■ **Article**:

════

Top postie Christine Holgate pushes the envelope

Christine Holgate and her new wheels, complete with personalised plates.
Christine Holgate and her new wheels, complete with personalised plates.

Australia Post CEO Christine Holgate’s new wheels — decked in vanity plates — look like something that drove straight out of the garage of her predecessor Ahmed Fahour.

An electric blue Range Rover four-wheel drive, proudly sporting a bespoke “POSTY1” number plate. Where does the government-owned enterprise find these people?

Margin Call yesterday evening had the pleasure of informing Holgate’s employees at the postal service’s Melbourne headquarters about the new vehicle, which the boss keeps at her Mosman base.

Christine Holgate’s new Range Rover
Christine Holgate’s new Range Rover

It’s undoubtedly a head-turning way for the former Blackmores boss to get around Sydney’s lower north shore or to travel up to the Pearl Beach weekender she bought for $5 million from retail billionaire Brett Blundy.

But it does seem a bit tone-deaf. And it demonstrates an extraordinary lack of corporate memory.

Only four years ago, Holgate’s predecessor Ahmed Fahour created a mini-scandal when he started commuting to Australia Post’s Bourke Street HQ in a new Maserati.

That vehicle — and its now infamous “AMAZZN” vanity number plate — was a gift to the $5.6 million man from his wife Dionnie, from whom Fahour has since separated.

Holgate’s camp say there’s a similar story for “POSTY1”: the Rover and its brash plates were a gift from her husband Michael Harding, the chair of Downer EDI and rare earths business Lynas, and consequently a man who has been in the media a bit himself.

You have to wonder, though, do these two senior figures of corporate Australia read the papers — or at least any of the bits that aren’t about them?

It might be a habit worth picking up if Holgate wants to keep commuting to Melbourne’s Grand Hyatt for the circa-$2.86m-a-year gig.

Might be another thing to put on the “to do” list of Australia Post’s incoming corporate affairs boss Philip Dalidakis when his new danger assignment begins in July.

Illustration: Rod Clement
Illustration: Rod Clement

Down to earth

Here’s an addition to Scott Morrison’s Prime Minister’s Office to excite Richard Di Natale, Bob Brown and fellow travellers on the anti-Adani convoy.

Margin Call can reveal former Minerals Council of Australia CEO Brendan Pearson has just received a tick from Tony Nutt and the staffing “Star Chamber” to join the ScoMo PMO as a senior adviser.

The addition makes for a bit of an extractive industry reunion at the heart of the Morrison government.

════

(Excerpt from a dataset)
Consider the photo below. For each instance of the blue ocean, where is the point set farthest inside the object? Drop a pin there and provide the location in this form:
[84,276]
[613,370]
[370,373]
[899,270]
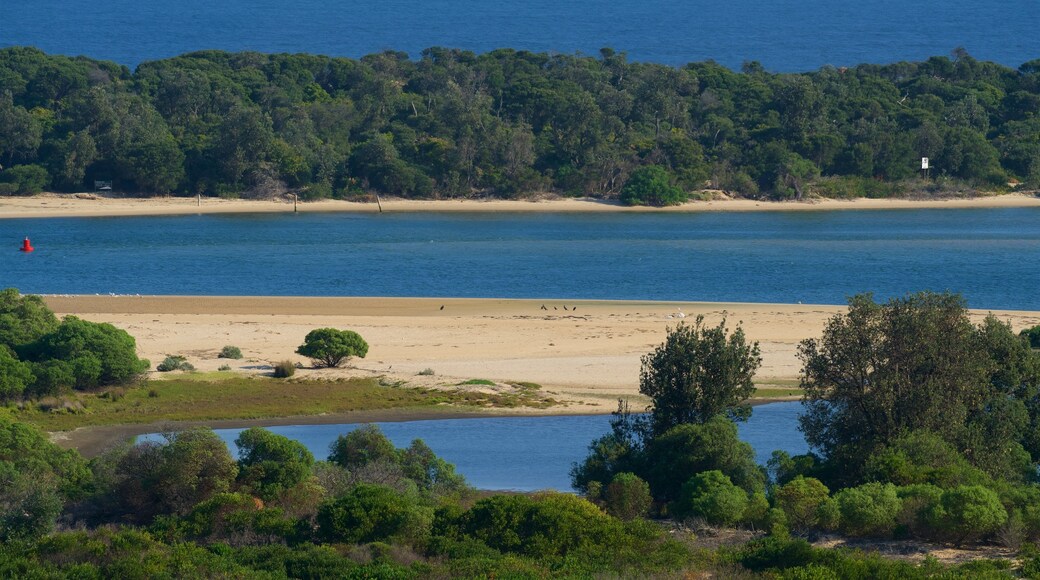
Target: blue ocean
[990,256]
[785,35]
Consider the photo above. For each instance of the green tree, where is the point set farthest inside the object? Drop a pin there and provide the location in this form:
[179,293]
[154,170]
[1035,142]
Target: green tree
[882,370]
[270,464]
[712,496]
[699,372]
[803,501]
[23,318]
[99,353]
[627,497]
[362,446]
[651,186]
[329,347]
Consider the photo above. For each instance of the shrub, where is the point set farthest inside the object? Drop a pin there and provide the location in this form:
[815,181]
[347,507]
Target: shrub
[284,369]
[710,495]
[868,509]
[802,499]
[651,185]
[329,347]
[175,362]
[230,352]
[360,447]
[27,179]
[969,512]
[627,497]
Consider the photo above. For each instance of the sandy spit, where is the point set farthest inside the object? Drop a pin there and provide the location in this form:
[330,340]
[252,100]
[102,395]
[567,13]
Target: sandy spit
[68,205]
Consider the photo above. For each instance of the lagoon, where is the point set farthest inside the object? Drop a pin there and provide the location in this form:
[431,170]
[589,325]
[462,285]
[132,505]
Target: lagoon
[528,453]
[813,257]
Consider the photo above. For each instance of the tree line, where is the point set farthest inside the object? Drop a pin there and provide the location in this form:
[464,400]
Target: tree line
[508,123]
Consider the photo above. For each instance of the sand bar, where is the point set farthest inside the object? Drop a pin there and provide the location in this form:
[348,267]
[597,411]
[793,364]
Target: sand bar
[57,205]
[585,351]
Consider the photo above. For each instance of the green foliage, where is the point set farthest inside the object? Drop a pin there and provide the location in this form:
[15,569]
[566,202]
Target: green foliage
[26,179]
[803,501]
[253,125]
[23,319]
[651,185]
[360,447]
[627,497]
[686,450]
[711,496]
[230,352]
[372,513]
[918,364]
[869,509]
[175,362]
[269,464]
[698,373]
[329,347]
[284,369]
[99,353]
[968,512]
[149,479]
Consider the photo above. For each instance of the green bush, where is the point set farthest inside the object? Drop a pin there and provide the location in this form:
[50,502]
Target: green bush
[968,512]
[27,179]
[360,447]
[869,509]
[627,497]
[230,352]
[651,185]
[802,500]
[710,495]
[284,369]
[372,513]
[329,347]
[99,353]
[175,362]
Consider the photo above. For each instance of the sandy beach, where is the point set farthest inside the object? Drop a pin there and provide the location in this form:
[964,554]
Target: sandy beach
[587,354]
[58,205]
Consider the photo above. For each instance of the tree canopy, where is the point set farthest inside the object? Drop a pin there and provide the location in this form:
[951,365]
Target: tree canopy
[508,123]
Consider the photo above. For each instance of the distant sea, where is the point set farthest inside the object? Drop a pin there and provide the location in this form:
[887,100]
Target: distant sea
[785,35]
[991,256]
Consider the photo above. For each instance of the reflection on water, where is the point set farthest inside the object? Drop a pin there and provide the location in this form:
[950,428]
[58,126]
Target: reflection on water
[528,453]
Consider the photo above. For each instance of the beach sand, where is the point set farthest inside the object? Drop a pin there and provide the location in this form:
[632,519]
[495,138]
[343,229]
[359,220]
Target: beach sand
[587,354]
[56,205]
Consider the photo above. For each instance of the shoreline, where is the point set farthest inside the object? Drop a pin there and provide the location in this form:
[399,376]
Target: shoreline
[587,358]
[72,205]
[93,441]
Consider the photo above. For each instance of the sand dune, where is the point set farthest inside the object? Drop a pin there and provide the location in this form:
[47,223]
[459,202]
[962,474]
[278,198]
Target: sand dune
[588,353]
[55,205]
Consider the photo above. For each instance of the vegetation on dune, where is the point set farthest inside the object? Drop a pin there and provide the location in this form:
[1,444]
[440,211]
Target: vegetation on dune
[511,123]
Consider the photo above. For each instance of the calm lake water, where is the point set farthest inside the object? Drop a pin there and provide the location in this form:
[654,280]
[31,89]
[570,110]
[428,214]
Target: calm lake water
[784,35]
[991,256]
[529,453]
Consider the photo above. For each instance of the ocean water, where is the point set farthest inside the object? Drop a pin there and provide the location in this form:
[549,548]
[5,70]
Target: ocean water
[785,35]
[990,256]
[528,453]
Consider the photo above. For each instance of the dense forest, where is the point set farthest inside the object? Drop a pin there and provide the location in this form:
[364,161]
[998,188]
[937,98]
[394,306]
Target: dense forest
[455,124]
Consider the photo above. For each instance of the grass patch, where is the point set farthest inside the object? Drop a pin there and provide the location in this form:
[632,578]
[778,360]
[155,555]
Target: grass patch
[189,398]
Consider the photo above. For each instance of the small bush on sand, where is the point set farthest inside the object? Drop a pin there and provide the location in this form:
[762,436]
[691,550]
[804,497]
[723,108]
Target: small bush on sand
[231,352]
[284,369]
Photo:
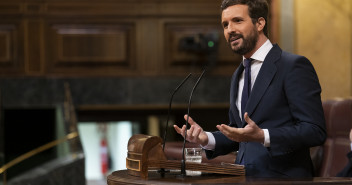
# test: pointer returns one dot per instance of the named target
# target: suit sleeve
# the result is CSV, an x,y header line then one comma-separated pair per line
x,y
302,89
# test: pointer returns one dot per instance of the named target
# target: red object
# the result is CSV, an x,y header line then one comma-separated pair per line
x,y
104,156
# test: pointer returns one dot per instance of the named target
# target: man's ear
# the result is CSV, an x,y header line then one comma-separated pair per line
x,y
261,24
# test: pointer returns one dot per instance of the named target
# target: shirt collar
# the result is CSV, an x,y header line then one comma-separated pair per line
x,y
261,53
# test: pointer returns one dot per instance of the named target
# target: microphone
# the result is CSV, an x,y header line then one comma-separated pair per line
x,y
168,114
162,170
183,165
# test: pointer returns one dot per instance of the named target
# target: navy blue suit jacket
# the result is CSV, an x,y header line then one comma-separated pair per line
x,y
285,99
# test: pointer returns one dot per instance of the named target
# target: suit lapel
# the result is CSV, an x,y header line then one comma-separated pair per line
x,y
264,78
234,92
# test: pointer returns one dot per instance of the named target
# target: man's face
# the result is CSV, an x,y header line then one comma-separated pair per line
x,y
239,30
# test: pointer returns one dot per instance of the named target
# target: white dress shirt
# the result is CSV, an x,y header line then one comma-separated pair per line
x,y
258,59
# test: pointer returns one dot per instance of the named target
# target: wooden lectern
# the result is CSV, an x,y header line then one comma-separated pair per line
x,y
145,152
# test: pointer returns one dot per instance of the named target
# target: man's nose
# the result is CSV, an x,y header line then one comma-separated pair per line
x,y
231,29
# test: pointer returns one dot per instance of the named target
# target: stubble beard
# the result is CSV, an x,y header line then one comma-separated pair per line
x,y
248,43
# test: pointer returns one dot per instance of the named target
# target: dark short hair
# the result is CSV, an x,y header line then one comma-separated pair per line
x,y
256,9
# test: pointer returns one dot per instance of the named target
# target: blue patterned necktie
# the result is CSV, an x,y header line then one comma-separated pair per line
x,y
247,84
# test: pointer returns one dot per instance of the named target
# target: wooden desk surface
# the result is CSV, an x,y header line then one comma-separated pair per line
x,y
173,178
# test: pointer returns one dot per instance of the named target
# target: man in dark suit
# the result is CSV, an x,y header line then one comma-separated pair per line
x,y
279,116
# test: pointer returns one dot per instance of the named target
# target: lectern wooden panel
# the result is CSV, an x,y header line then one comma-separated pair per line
x,y
145,152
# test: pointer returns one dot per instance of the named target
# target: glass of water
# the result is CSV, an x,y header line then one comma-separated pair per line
x,y
193,155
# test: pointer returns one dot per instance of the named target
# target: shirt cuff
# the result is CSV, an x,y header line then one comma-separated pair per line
x,y
211,142
266,138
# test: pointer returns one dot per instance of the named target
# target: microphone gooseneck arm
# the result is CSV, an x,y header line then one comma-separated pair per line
x,y
168,114
183,165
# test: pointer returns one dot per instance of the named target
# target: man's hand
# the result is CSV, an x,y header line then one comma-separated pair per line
x,y
195,134
250,133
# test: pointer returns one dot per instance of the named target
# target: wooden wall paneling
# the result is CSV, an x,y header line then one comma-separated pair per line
x,y
177,60
11,48
148,50
93,48
34,47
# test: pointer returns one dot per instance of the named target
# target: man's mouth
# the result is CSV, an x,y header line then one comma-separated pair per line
x,y
234,39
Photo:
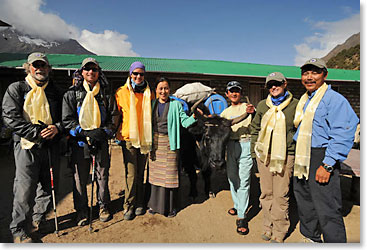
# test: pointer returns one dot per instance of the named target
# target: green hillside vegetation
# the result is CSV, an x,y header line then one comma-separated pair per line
x,y
346,59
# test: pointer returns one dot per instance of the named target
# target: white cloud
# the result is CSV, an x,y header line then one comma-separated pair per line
x,y
110,43
331,35
27,17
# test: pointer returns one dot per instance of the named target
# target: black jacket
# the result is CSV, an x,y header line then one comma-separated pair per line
x,y
73,99
12,111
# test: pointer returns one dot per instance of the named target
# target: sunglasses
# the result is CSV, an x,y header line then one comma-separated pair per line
x,y
90,68
39,64
274,83
137,73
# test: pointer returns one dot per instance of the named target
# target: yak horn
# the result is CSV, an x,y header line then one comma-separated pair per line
x,y
239,119
196,104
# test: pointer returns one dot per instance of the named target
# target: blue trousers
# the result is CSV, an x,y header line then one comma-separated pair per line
x,y
239,164
32,187
319,205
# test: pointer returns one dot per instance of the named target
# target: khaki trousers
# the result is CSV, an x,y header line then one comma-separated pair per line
x,y
135,163
274,198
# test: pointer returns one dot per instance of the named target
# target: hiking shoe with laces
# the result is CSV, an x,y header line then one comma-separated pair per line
x,y
139,211
129,215
81,218
266,236
308,240
104,215
24,238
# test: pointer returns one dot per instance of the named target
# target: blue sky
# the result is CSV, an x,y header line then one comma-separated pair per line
x,y
284,32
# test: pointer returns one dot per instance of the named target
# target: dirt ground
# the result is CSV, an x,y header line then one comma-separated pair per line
x,y
200,221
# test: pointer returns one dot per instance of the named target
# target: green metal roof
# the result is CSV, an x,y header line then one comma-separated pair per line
x,y
209,67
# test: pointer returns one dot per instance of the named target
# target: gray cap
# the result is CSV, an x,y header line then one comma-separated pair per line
x,y
37,56
275,76
234,84
315,62
89,60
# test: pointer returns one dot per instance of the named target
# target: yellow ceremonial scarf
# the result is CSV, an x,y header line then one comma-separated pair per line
x,y
35,108
303,146
273,123
143,139
90,115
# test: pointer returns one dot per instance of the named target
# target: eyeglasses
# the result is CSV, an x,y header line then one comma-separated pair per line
x,y
90,68
137,73
39,64
274,83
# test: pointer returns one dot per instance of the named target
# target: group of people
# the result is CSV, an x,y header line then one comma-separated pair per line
x,y
305,139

════

■ **Set exercise A**: Do these statements agree with the article on Christine Holgate? (i) According to Holgate's camp, the Range Rover was a gift from her husband. (ii) Fahour's Maserati carried the plate "POSTY1". (iii) Philip Dalidakis begins his Australia Post role in July. For each, answer yes or no and quote the words of the article that decide it.
■ **Set exercise B**: In the article on Christine Holgate, how much did she pay for her Pearl Beach weekender?
■ **Set exercise C**: Please summarize the article on Christine Holgate in two sentences.

■ **Complete response A**:
(i) Yes: "the Rover and its brash plates were a gift from her husband Michael Harding"
(ii) No: "its now infamous “AMAZZN” vanity number plate"
(iii) Yes: "when his new danger assignment begins in July"

■ **Complete response B**: $5 million

■ **Complete response C**: Australia Post CEO Christine Holgate has a new electric blue Range Rover with a "POSTY1" plate, which her camp says was a gift from her husband Michael Harding. The article calls this tone-deaf because her predecessor Ahmed Fahour caused a mini-scandal four years earlier with a gifted Maserati bearing the plate "AMAZZN," and it also reports that former Minerals Council of Australia CEO Brendan Pearson will join Scott Morrison's office as a senior adviser.